→ REQUEST
Each entry should be quoted word for word, including every mark of punctuation.

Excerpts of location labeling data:
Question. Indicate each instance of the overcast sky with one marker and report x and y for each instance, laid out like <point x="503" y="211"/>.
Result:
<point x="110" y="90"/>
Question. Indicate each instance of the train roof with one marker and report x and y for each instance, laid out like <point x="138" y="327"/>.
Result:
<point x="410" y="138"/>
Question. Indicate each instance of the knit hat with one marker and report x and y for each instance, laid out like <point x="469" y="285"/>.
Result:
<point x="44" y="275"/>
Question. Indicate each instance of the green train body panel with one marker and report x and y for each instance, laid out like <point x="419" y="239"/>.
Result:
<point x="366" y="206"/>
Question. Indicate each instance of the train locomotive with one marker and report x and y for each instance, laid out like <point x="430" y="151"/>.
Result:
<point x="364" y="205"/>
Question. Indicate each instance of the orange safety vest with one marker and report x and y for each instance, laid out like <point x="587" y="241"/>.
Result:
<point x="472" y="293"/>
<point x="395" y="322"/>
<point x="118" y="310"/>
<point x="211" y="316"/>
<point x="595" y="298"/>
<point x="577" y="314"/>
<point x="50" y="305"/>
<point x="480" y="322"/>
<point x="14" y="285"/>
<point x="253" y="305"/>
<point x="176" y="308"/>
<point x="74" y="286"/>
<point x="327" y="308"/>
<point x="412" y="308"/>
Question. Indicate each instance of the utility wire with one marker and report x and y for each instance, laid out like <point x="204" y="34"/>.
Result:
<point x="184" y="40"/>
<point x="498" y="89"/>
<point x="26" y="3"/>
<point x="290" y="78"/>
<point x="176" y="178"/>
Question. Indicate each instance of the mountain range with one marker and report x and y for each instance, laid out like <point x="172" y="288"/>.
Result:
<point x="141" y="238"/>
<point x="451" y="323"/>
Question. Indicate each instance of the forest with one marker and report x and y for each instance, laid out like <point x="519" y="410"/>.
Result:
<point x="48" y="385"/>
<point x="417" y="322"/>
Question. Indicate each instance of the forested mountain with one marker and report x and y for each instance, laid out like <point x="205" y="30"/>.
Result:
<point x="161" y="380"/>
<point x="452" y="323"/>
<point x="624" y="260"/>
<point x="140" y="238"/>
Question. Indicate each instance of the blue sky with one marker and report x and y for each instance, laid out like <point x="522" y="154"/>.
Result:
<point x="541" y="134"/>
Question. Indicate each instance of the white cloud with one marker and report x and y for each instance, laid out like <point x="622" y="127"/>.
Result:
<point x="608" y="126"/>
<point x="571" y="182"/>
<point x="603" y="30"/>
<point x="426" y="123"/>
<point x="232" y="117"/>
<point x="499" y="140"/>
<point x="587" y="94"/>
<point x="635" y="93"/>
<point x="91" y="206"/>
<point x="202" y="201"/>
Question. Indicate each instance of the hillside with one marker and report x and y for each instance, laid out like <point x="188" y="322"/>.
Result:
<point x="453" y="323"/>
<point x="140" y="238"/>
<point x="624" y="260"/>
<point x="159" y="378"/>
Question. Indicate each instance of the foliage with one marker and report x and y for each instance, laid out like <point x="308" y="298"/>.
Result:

→ SOLUTION
Question. Indicate each instance of the overcast sky with one marker and report x and y for each instance, laid out like <point x="503" y="211"/>.
Result:
<point x="110" y="90"/>
Question. Indicate each instance of the train roof with one marker and report x and y for each instance, laid out like <point x="138" y="327"/>.
Result:
<point x="410" y="138"/>
Question. Indicate each instance of the knit hat with one marker and report x and y for each instance, laid out like <point x="469" y="285"/>.
Result:
<point x="44" y="275"/>
Question. Indicate each instance of the green train body panel with one marker and report x and y for each instance, laid out like <point x="419" y="239"/>.
Result:
<point x="366" y="206"/>
Question. Indicate each instance of the train locomotive with one marker and report x and y for each instance, laid out like <point x="430" y="151"/>.
Result:
<point x="364" y="205"/>
Question. Indicate each instance of the orange safety vest with one marker and report x and y for each instance, laid out like <point x="587" y="241"/>.
Result:
<point x="472" y="293"/>
<point x="395" y="322"/>
<point x="118" y="310"/>
<point x="211" y="316"/>
<point x="595" y="298"/>
<point x="577" y="314"/>
<point x="50" y="305"/>
<point x="480" y="322"/>
<point x="14" y="285"/>
<point x="253" y="305"/>
<point x="176" y="308"/>
<point x="74" y="286"/>
<point x="327" y="308"/>
<point x="412" y="308"/>
Question. Indicate each instance of the utility wire with one marker and report x and y for each instance, laid out like <point x="204" y="34"/>.
Result:
<point x="184" y="40"/>
<point x="498" y="89"/>
<point x="26" y="3"/>
<point x="290" y="78"/>
<point x="176" y="178"/>
Question. Indicate each instance of the mountain range with one marker and report x and y for each instance, laid out like <point x="172" y="288"/>.
Result:
<point x="141" y="238"/>
<point x="451" y="323"/>
Question. Indicate each instance of the forest with one marker and report x and y for each instance, laid out like <point x="519" y="410"/>.
Result:
<point x="48" y="385"/>
<point x="417" y="322"/>
Question. Indicate each instance of the forested mountain with one marker and report x and y for each instance, laid out like <point x="205" y="30"/>.
Result:
<point x="161" y="380"/>
<point x="452" y="323"/>
<point x="624" y="260"/>
<point x="140" y="238"/>
Question. Indicate each instance of the blue sky with one marker and report x and y for each instance, laid out like <point x="522" y="154"/>.
Result:
<point x="541" y="134"/>
Question. Indicate each instance of the white cloud with one marker and report x and y for each instance, laid out like <point x="622" y="127"/>.
Result:
<point x="608" y="126"/>
<point x="571" y="182"/>
<point x="603" y="30"/>
<point x="426" y="123"/>
<point x="232" y="117"/>
<point x="499" y="140"/>
<point x="587" y="94"/>
<point x="635" y="93"/>
<point x="91" y="206"/>
<point x="202" y="201"/>
Question. Indicate each instance of the hillside with one marker and report x and y for each instance, laid out like <point x="188" y="322"/>.
Result:
<point x="453" y="323"/>
<point x="140" y="238"/>
<point x="624" y="260"/>
<point x="159" y="378"/>
Question. Indicate each instance of the foliage with one marker and report x and y for each instance, laid out like <point x="308" y="298"/>.
Result:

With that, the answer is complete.